**SET TASK**
Copy the records below verbatim, with every character unchanged.

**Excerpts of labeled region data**
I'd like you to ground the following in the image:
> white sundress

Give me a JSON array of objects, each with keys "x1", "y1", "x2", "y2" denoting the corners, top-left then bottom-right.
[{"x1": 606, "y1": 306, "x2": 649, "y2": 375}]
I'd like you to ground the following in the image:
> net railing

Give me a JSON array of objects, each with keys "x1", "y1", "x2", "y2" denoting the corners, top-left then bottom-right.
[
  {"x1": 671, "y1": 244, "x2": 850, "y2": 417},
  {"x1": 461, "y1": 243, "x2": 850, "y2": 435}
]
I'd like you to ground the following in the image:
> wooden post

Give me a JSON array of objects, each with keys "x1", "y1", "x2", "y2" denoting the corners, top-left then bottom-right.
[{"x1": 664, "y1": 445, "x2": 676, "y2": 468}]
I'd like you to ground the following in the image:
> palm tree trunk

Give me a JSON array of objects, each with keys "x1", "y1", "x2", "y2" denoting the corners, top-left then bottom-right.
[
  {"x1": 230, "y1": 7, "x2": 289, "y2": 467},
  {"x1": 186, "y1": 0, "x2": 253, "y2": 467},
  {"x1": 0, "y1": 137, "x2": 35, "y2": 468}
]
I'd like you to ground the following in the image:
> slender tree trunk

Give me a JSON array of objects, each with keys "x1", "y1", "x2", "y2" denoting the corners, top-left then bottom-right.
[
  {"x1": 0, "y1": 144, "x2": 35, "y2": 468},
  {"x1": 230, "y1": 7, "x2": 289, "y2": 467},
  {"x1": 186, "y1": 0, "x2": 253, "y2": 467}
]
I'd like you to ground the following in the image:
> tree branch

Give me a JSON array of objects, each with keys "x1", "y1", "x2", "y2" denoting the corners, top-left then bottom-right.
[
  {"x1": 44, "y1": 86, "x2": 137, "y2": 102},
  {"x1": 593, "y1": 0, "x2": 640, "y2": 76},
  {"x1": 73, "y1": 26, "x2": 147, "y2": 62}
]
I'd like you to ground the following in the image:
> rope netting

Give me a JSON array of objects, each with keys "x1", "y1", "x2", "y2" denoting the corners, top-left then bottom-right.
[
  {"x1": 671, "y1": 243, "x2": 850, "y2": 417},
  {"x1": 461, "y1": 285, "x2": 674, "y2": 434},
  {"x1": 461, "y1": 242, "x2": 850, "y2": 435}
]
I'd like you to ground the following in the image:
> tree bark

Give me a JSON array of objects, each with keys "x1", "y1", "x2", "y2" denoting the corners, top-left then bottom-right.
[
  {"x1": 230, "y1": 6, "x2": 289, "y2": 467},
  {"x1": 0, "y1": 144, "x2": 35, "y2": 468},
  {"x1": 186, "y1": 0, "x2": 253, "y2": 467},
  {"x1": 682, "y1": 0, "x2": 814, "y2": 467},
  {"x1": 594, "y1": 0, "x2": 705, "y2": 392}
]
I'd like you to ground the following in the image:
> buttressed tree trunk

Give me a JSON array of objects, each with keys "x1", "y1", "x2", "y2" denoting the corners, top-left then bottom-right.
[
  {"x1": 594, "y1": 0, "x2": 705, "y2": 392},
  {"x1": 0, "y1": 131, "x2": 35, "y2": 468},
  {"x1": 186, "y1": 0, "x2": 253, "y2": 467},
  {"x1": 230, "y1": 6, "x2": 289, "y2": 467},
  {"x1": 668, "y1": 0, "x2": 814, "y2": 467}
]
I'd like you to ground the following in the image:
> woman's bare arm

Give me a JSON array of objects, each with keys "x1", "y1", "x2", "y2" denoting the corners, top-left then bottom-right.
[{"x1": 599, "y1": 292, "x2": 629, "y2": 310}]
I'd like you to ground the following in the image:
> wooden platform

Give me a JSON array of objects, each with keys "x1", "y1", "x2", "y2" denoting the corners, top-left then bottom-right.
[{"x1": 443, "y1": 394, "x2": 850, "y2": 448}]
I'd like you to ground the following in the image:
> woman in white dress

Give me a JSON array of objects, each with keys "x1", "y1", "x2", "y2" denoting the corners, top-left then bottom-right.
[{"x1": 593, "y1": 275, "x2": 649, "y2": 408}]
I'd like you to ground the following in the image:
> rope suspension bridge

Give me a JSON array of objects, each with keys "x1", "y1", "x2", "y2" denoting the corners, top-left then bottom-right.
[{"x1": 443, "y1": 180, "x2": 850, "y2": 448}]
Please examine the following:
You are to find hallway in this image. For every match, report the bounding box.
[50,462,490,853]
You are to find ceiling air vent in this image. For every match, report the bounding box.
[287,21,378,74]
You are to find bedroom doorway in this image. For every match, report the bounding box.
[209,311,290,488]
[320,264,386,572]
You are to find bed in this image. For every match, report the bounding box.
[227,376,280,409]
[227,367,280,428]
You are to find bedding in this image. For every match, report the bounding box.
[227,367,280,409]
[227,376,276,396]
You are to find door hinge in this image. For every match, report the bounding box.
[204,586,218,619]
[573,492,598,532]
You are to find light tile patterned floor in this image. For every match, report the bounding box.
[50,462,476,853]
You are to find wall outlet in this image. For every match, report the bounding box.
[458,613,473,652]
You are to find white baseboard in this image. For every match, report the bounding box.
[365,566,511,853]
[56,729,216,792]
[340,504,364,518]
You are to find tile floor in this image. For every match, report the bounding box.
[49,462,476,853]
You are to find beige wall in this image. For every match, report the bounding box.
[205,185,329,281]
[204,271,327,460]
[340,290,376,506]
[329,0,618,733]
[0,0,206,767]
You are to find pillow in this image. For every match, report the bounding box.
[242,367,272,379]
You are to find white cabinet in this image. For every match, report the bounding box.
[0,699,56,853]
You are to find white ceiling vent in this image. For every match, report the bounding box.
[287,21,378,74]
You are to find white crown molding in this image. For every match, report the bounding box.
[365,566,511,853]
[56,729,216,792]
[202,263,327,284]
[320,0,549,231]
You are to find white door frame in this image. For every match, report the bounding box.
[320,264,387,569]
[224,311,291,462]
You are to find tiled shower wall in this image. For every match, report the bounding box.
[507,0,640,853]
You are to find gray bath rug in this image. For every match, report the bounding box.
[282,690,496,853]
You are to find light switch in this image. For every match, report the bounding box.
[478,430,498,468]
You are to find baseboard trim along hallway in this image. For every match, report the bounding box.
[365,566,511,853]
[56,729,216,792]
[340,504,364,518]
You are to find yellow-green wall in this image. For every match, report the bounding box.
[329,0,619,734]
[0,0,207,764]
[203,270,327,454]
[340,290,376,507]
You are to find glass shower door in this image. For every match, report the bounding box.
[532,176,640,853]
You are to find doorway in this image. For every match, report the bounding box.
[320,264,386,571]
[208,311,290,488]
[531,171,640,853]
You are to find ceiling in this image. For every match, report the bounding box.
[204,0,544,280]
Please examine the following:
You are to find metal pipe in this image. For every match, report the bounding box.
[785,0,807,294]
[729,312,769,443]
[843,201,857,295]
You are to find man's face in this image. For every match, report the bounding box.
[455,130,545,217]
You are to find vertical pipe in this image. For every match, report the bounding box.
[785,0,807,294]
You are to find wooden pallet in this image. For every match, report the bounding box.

**ANSWER FOR THIS EXERCISE**
I'd like you to ground the following in the image:
> white sundress

Give me a JSON array of objects, each with keys "x1", "y1", "x2", "y2" denoting the corners, top-left then bottom-right.
[{"x1": 606, "y1": 306, "x2": 649, "y2": 375}]
I'd like you to ground the following in the image:
> net railing

Give me a JSON array of objects, each with keys "x1", "y1", "x2", "y2" denoting the corners, top-left then bottom-right.
[
  {"x1": 671, "y1": 244, "x2": 850, "y2": 417},
  {"x1": 461, "y1": 243, "x2": 850, "y2": 435}
]
I'd like you to ground the following in the image:
> wooden post

Give me a JSON array of objects, each with keys "x1", "y1", "x2", "y2" denoting the corners, top-left then bottom-right.
[{"x1": 664, "y1": 445, "x2": 676, "y2": 468}]
I'd like you to ground the following in the image:
> palm tree trunk

Give me a JSON array of objects, each with keys "x1", "y1", "x2", "y2" denoting the corners, top-left then bottom-right.
[
  {"x1": 230, "y1": 7, "x2": 289, "y2": 467},
  {"x1": 186, "y1": 0, "x2": 253, "y2": 467},
  {"x1": 0, "y1": 137, "x2": 35, "y2": 468}
]
I'd like you to ground the following in the image:
> slender tree trunk

Give me a JSON array of objects, each with keys "x1", "y1", "x2", "y2" denoting the corners, top-left then bottom-right.
[
  {"x1": 0, "y1": 144, "x2": 35, "y2": 468},
  {"x1": 230, "y1": 7, "x2": 289, "y2": 467},
  {"x1": 186, "y1": 0, "x2": 253, "y2": 467}
]
I'd like you to ground the following in the image:
> tree branch

Give me a JSON array of objects, each with keys "x1", "y1", "x2", "y2" denoting the corners, top-left then bottom-right.
[
  {"x1": 44, "y1": 86, "x2": 137, "y2": 102},
  {"x1": 593, "y1": 0, "x2": 640, "y2": 76},
  {"x1": 73, "y1": 26, "x2": 147, "y2": 62}
]
I'd like you to ground the following in the image:
> rope netting

Give me a JSON array of objects, each with keys "x1", "y1", "x2", "y2" denoting the corners, top-left then bottom-right.
[
  {"x1": 671, "y1": 243, "x2": 850, "y2": 417},
  {"x1": 461, "y1": 285, "x2": 674, "y2": 434},
  {"x1": 461, "y1": 242, "x2": 850, "y2": 435}
]
I'd like you to ground the following in the image:
> tree bark

Give me a JSON array of objects, each with keys "x1", "y1", "x2", "y2" denoting the corners, top-left then bottom-right.
[
  {"x1": 230, "y1": 6, "x2": 289, "y2": 467},
  {"x1": 0, "y1": 144, "x2": 35, "y2": 468},
  {"x1": 186, "y1": 0, "x2": 253, "y2": 467},
  {"x1": 682, "y1": 0, "x2": 814, "y2": 467},
  {"x1": 594, "y1": 0, "x2": 705, "y2": 392}
]
I'd like you to ground the following in the image:
> buttressed tree trunk

Give me a JSON array of objects, each with keys "x1", "y1", "x2", "y2" denoting the corners, top-left then bottom-right.
[
  {"x1": 594, "y1": 0, "x2": 705, "y2": 392},
  {"x1": 0, "y1": 131, "x2": 35, "y2": 468},
  {"x1": 186, "y1": 0, "x2": 253, "y2": 467},
  {"x1": 230, "y1": 6, "x2": 289, "y2": 467},
  {"x1": 668, "y1": 0, "x2": 814, "y2": 467}
]
I'd like you to ground the following in the image:
> woman's bare arm

Give me a JSON array of objects, each with keys "x1", "y1", "x2", "y2" denoting the corners, top-left then bottom-right.
[{"x1": 599, "y1": 292, "x2": 629, "y2": 310}]
I'd like you to ground the following in the image:
> wooden platform

Give me a JSON array of objects, each with keys "x1", "y1", "x2", "y2" denoting the corners, top-left then bottom-right.
[{"x1": 443, "y1": 394, "x2": 850, "y2": 448}]
I'd like you to ground the following in the image:
> woman in white dress

Give me a JSON array of objects, each with keys "x1", "y1", "x2", "y2" denoting the corners, top-left then bottom-right.
[{"x1": 593, "y1": 275, "x2": 649, "y2": 408}]
I'd like you to ground the following in the image:
> rope suspension bridge

Give me a JSON array of objects, each with keys "x1", "y1", "x2", "y2" denoting the corners, top-left then bottom-right.
[{"x1": 443, "y1": 180, "x2": 850, "y2": 448}]
Please examine the following:
You are to find hallway in this image. For every match, report the bounding box.
[50,462,490,853]
You are to find ceiling air vent in this image. For every match, report the bounding box.
[287,21,378,74]
You are to find bedroom doorway in this image. For every match, report the bounding box.
[209,311,290,488]
[320,264,386,572]
You are to find bed in this image. For every match, report the bounding box.
[227,376,280,409]
[227,367,280,428]
You are to find bedding in this image. For every match, report the bounding box.
[227,367,280,409]
[227,376,276,396]
You are to find door hinge in this image. For every match, report the bounding box.
[204,586,218,619]
[573,492,598,532]
You are to find light tile patterned floor in this image. For every match, report the bounding box.
[50,462,476,853]
You are to find wall outlet in this image. For every match, report the bounding box.
[458,613,473,652]
You are to find white baseboard in this image. For every match, report the bounding box.
[365,566,511,853]
[56,729,216,792]
[340,504,364,518]
You are to find tile floor in this image. For every match, report the bounding box.
[49,462,476,853]
You are to find beige wall in this image. For every match, report the bounding box.
[205,185,329,281]
[204,271,327,460]
[340,290,376,506]
[329,0,618,733]
[0,0,206,767]
You are to find pillow in this image. For every match, report the bounding box.
[242,367,272,379]
You are to find white cabinet in this image. For every match, report the bounding box.
[0,699,56,853]
You are to find white ceiling vent in this image. For every match, report the bounding box.
[287,21,378,74]
You are to find white crown molding in this image. For every match, report the bounding box.
[365,566,511,853]
[56,729,216,792]
[202,263,327,284]
[320,0,549,231]
You are to find white door frame in this image. For every match, report the bounding box.
[320,264,387,569]
[224,311,291,462]
You are to find tiled shower wall in this image. For every match, report the bounding box.
[507,0,640,853]
You are to find gray bath rug in this image. For every match, report the bounding box.
[282,690,496,853]
You are to find light switch in this image. For every match, report the bounding box.
[478,430,498,468]
You are to find baseboard trim along hallway in this image. For every match, report the bounding box.
[365,566,511,853]
[56,729,216,792]
[340,504,364,518]
You are to find yellow-green wall in this image. For every match, report the bounding box.
[329,0,619,734]
[0,0,207,764]
[203,270,327,454]
[340,290,376,507]
You are to find glass shower door in this image. For every match, report the bounding box.
[532,176,640,853]
You are to find doorway in this image. For every match, report the bounding box.
[320,264,386,571]
[208,311,290,488]
[531,171,640,853]
You are to find ceiling in this image. For every match, report the bounding box.
[204,0,544,280]
Please examine the following:
You are to find metal pipe in this image. For every match, report the bounding box.
[785,0,807,294]
[729,312,769,443]
[843,201,857,295]
You are to find man's face in this image. For every match, report the bounding box.
[455,130,545,217]
You are to find vertical pipe in this image. For every match, report the bounding box.
[785,0,807,294]
You are to find wooden pallet in this image. For every match, report the bounding box.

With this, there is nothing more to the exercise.